Return all the entries below exactly as they were given.

[Collection entries]
*****

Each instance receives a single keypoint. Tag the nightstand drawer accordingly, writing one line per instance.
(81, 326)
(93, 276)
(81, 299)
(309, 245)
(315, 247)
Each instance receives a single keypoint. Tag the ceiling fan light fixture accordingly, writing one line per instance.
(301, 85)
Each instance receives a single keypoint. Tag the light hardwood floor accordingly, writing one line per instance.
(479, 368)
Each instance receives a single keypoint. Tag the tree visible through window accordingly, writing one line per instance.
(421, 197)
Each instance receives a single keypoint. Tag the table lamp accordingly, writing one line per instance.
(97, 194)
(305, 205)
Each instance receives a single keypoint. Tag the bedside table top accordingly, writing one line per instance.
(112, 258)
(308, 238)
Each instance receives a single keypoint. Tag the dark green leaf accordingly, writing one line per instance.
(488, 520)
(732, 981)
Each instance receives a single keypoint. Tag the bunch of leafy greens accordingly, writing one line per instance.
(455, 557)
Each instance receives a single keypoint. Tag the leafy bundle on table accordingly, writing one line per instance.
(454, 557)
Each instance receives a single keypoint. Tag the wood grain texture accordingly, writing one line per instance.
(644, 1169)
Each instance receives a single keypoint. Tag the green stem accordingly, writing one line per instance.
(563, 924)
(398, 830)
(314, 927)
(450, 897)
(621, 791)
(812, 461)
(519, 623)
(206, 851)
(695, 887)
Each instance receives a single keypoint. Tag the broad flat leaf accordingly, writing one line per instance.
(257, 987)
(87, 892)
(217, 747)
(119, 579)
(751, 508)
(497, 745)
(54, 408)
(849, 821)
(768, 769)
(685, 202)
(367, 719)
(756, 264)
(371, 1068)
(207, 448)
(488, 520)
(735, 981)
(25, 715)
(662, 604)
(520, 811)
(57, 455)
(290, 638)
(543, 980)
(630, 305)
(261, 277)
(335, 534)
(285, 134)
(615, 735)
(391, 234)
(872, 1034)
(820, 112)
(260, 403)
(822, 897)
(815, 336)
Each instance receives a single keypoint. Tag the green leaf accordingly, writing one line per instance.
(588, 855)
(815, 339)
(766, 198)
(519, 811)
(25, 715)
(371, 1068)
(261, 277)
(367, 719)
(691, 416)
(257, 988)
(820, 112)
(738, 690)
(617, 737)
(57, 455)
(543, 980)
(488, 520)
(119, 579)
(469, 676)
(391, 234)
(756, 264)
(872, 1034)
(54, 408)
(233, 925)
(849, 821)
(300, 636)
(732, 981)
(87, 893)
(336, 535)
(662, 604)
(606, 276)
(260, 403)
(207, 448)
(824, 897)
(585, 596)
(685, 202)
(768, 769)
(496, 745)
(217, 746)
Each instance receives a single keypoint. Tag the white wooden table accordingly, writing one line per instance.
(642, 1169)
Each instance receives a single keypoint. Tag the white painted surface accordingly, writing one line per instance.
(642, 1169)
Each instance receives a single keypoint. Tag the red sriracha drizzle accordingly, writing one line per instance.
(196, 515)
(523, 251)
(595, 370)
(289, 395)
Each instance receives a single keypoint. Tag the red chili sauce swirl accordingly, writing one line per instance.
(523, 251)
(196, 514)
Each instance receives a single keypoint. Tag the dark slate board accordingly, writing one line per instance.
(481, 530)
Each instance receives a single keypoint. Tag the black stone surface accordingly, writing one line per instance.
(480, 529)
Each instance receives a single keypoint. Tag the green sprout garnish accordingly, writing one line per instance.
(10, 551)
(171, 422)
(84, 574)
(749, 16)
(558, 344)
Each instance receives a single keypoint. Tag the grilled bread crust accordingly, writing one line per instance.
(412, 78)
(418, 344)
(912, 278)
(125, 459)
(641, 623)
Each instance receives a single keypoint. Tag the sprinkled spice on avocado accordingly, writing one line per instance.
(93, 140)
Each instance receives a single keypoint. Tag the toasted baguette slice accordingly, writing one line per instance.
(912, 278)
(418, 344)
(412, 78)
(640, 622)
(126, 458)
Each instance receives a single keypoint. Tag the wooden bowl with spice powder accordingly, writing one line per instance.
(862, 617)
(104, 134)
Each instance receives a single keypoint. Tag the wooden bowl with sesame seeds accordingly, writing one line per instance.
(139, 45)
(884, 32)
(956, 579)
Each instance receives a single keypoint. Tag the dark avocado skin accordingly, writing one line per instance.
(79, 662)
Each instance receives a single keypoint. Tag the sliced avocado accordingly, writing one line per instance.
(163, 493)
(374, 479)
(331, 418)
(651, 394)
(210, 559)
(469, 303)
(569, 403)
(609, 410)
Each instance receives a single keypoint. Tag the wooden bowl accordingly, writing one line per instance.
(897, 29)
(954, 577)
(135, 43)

*****

#### Output
Each instance receives a single keypoint. Tag the nightstand drawer accordingly, writing one line per instance.
(81, 326)
(93, 276)
(81, 299)
(309, 245)
(315, 247)
Each instance receives a single keypoint. Tag the ceiling fan light fixture accordingly, writing one line per instance.
(301, 85)
Each instance receives a single keypoint. Tag the light hardwood floor accordingly, writing one line per instance.
(479, 368)
Each instance receives a single keypoint. Tag the tree visible through window accordingly, writing one line per instance.
(421, 197)
Each instance receives a single keypoint. Tag the table lamp accordingly, writing one line per instance.
(97, 194)
(305, 205)
Each instance receives a single keypoint. Tag the bedside table top accordingly, writing one line per instance.
(112, 258)
(308, 238)
Each instance receives a single keypoint. Tag the dark green leaf accordingly, writing one line per instance.
(488, 520)
(732, 981)
Each instance receives a single keypoint. Tag the bunch of leafy greens accordingly, writing one line per instance.
(455, 557)
Each instance receives a single keypoint. Tag the leafy bundle on table accordingly, writing one line per instance.
(454, 557)
Each instance receives a single keypoint. Tag the wood grain texture accordingly, writing one line per instance.
(644, 1169)
Each instance receives a single keypoint. Tag the green stem accordingly, writing one line per instance.
(563, 924)
(398, 830)
(314, 927)
(450, 897)
(621, 791)
(812, 461)
(519, 623)
(206, 851)
(695, 887)
Each instance receives a single keypoint. Tag the broad flat leaf accordingly, writing one line per instance.
(257, 987)
(87, 892)
(217, 747)
(119, 579)
(751, 508)
(497, 745)
(54, 408)
(849, 821)
(768, 769)
(685, 202)
(367, 719)
(756, 264)
(371, 1068)
(207, 448)
(488, 520)
(735, 981)
(25, 715)
(662, 604)
(520, 811)
(57, 455)
(290, 638)
(543, 980)
(630, 305)
(261, 277)
(335, 534)
(285, 134)
(615, 735)
(391, 234)
(872, 1034)
(820, 112)
(260, 403)
(822, 897)
(815, 336)
Each instance receives a single keypoint. Tag the green leaf accordingly, writing one line per instance.
(588, 855)
(815, 339)
(766, 198)
(519, 811)
(25, 715)
(371, 1068)
(261, 277)
(367, 719)
(691, 416)
(257, 988)
(820, 112)
(738, 690)
(617, 737)
(57, 455)
(543, 980)
(488, 520)
(119, 579)
(469, 676)
(391, 234)
(756, 264)
(872, 1034)
(54, 408)
(233, 925)
(849, 821)
(300, 636)
(732, 981)
(87, 893)
(336, 535)
(662, 604)
(606, 276)
(260, 403)
(207, 448)
(824, 897)
(585, 596)
(685, 202)
(768, 769)
(496, 745)
(217, 746)
Each instance receives a single keypoint. Tag the white wooden table accordingly, writing one line per instance.
(642, 1169)
Each instance receives a single keypoint. Tag the white painted surface accordingly, writing one line per instance.
(642, 1169)
Each instance receives a single keypoint. Tag the red sriracha drizzle accordingly, writing one line per instance.
(196, 515)
(523, 251)
(595, 370)
(289, 395)
Each instance receives a single keypoint. Tag the red chili sauce swirl accordingly, writing one line per instance.
(523, 251)
(196, 514)
Each instance receives a single keypoint. Tag the dark slate board accordingly, writing one line per instance.
(481, 530)
Each instance receives a single keypoint. Tag the black stone surface accordingly, writing one line per instance.
(480, 529)
Each instance receives a single keypoint. Tag the green sprout garnish accordingly, writing one line per instance.
(10, 551)
(171, 422)
(84, 574)
(749, 16)
(558, 344)
Each instance receives a single keypoint. Tag the grilled bread crust accordingly, writing one line per instance.
(412, 78)
(418, 344)
(912, 278)
(125, 459)
(641, 623)
Each instance receives a single keypoint. Tag the sprinkled spice on avocado accordingly, writing one line per instance.
(93, 140)
Each instance receives a single keypoint. Tag the toasted baguette slice accordingly, writing one line per instance.
(912, 278)
(418, 344)
(412, 78)
(640, 622)
(126, 458)
Each instance receives a single keypoint. Tag the wooden bowl with spice powder accordingly, writing one line per instance.
(862, 617)
(104, 134)
Each instance receives a single keypoint. Tag the wooden bowl with sesame seeds accordingly, writing one line per instance.
(139, 45)
(884, 32)
(956, 579)
Each instance receives a single keypoint. Tag the dark avocado skin accordingly, writing one line per instance.
(79, 662)
Each instance receives a single keypoint. Tag the sliced avocado accordingly, writing one line per instance.
(163, 493)
(374, 479)
(331, 418)
(651, 394)
(210, 559)
(469, 303)
(569, 403)
(609, 410)
Each instance receives a single keypoint. Tag the wooden bowl accordingly, writing one line per instance.
(897, 29)
(954, 577)
(135, 43)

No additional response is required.